* Begin EXTRACT *

No. 6 — February 11, 2000

 

Weekly Review

MOF'S DEBT MANAGEMENT TAKES A NEW TURN
--- by Douglas Ostrom

Tokyo's management of Japan's public-sector debt is unique in its ability to scare or at least confuse analysts on both sides of the Pacific. That reality was highlighted by the flap in late January and early February over a government plan to borrow money from the nation's commercial banks. The proposal raised eyebrows because Tokyo, like Washington, almost always prefers the generally cheaper option of issuing government securities when it needs money. Moreover, the Ministry of Finance will raise real money — to the tune of ¥8 trillion ($72.7 billion at ¥110=$1.00) — in this fashion during the fiscal year that begins April 1.

The controversy suggested to some people that Tokyo might be trying a maneuver that would accomplish several questionable objectives at once. While plausible, this argument at best supplements explanations of MOF's apparently unusual behavior that are both simpler and less sinister in their implications.

Analysts skeptical of MOF's motives saw in the plan a scheme to prop up the banking system. By borrowing from major banks — which have ample funds to lend since they are reluctant to provide funds to private-sector borrowers — the government would create for them a revenue flow that is especially welcome, particularly if Tokyo, as reported, is going to pay rates higher than the returns on the government securities that banks otherwise would purchase. Not only could the administration of Prime Minister Keizo Obuchi advance its policy objective of nursing banks back to health, but such a move also would help protect the government's own ¥9.5 trillion ($86.4 billion) equity position in the same institutions (see JEI Report No. 43A, November 12, 1999). Of course, if this were MOF's primary goal, it would be implementing policy in a very nontransparent fashion.

The other concern had to do with improving the health of the government itself. Japan's gross public-sector debt now is close to the highest in the industrialized world and is rising rapidly (see JEI Report No. 2A, January 14, 2000). U.S. credit-rating institutions already have downgraded the debt once and may do so again. The most obvious forms of this debt are short-term and long-term government securities. Tokyo may have figured that by borrowing money directly from banks instead of floating bonds, its increased indebtedness would escape notice and thereby do less to imperil its credit rating.

Of course, with the borrowing story featured on the front page of The New York Times after receiving major play in the Japanese press, hopes of creating a backdoor deal to bail out banks or of conducting a covert fund-raising scheme have evaporated. If either reason were paramount, MOF might have been expected to back away from its plan. That has not happened.

* End EXTRACT *

• [DIRECTION]
Answer these questions from the weekly review on the Ministry of Finance's debt management:
(a) How much money will the Ministry of Finance raise by borrowing from commercial banks in the fiscal year that begins April 1?
(b) What is the size of the government's equity position in the same banks?
(c) Which U.S. newspaper put the borrowing story on its front page?

* Begin RECORD LIST *

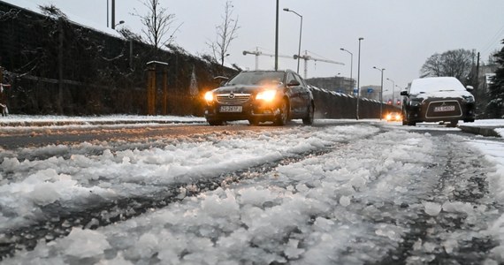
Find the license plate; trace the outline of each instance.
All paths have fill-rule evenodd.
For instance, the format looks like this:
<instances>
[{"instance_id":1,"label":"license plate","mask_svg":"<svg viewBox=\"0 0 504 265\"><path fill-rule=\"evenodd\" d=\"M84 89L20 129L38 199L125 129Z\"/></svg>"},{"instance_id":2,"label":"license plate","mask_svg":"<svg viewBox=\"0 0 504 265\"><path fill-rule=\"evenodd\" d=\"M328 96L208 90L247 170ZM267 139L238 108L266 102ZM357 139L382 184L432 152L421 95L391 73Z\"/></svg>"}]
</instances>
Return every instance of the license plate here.
<instances>
[{"instance_id":1,"label":"license plate","mask_svg":"<svg viewBox=\"0 0 504 265\"><path fill-rule=\"evenodd\" d=\"M434 112L454 111L454 110L455 110L455 106L439 106L439 107L434 107Z\"/></svg>"},{"instance_id":2,"label":"license plate","mask_svg":"<svg viewBox=\"0 0 504 265\"><path fill-rule=\"evenodd\" d=\"M220 106L220 112L241 112L241 106Z\"/></svg>"}]
</instances>

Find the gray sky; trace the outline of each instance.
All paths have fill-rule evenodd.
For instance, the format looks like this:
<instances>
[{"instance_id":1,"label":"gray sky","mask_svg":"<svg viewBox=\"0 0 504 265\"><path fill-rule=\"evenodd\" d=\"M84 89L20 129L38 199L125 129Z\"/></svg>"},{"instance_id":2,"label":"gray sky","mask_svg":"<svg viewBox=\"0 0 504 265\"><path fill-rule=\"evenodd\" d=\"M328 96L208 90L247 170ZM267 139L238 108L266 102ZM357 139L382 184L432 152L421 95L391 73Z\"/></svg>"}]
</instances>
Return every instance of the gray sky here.
<instances>
[{"instance_id":1,"label":"gray sky","mask_svg":"<svg viewBox=\"0 0 504 265\"><path fill-rule=\"evenodd\" d=\"M21 6L53 4L83 24L107 26L107 0L6 1ZM215 26L222 23L225 1L161 0L175 14L177 23L182 23L175 42L195 55L210 53L206 42L215 39ZM116 0L116 22L126 21L118 27L141 32L140 19L131 13L134 9L146 13L142 2ZM302 52L308 50L314 57L345 64L308 61L309 78L338 73L349 77L350 55L340 50L345 48L354 55L353 77L356 80L358 39L363 37L360 84L379 86L380 72L372 67L386 68L384 90L392 89L387 78L401 87L418 78L420 68L434 53L474 49L487 62L490 53L502 47L500 40L504 39L503 0L279 0L279 54L293 56L298 51L300 18L282 11L289 8L303 16ZM243 56L242 51L259 47L264 53L274 54L276 1L234 0L233 4L241 28L226 61L253 70L255 56ZM273 67L273 57L259 57L259 68ZM279 68L295 71L297 61L279 58ZM303 70L302 60L302 75Z\"/></svg>"}]
</instances>

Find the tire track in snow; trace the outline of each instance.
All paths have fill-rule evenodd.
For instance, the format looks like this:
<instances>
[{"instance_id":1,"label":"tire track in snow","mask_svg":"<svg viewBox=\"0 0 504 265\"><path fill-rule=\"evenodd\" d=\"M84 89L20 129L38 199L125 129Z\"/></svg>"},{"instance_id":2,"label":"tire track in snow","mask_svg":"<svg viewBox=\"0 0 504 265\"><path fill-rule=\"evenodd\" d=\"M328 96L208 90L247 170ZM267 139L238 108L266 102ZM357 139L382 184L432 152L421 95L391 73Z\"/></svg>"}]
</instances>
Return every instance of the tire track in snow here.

* End RECORD LIST *

• [EXERCISE RESULT]
(a) ¥8 trillion ($72.7 billion at ¥110=$1.00)
(b) ¥9.5 trillion ($86.4 billion)
(c) The New York Times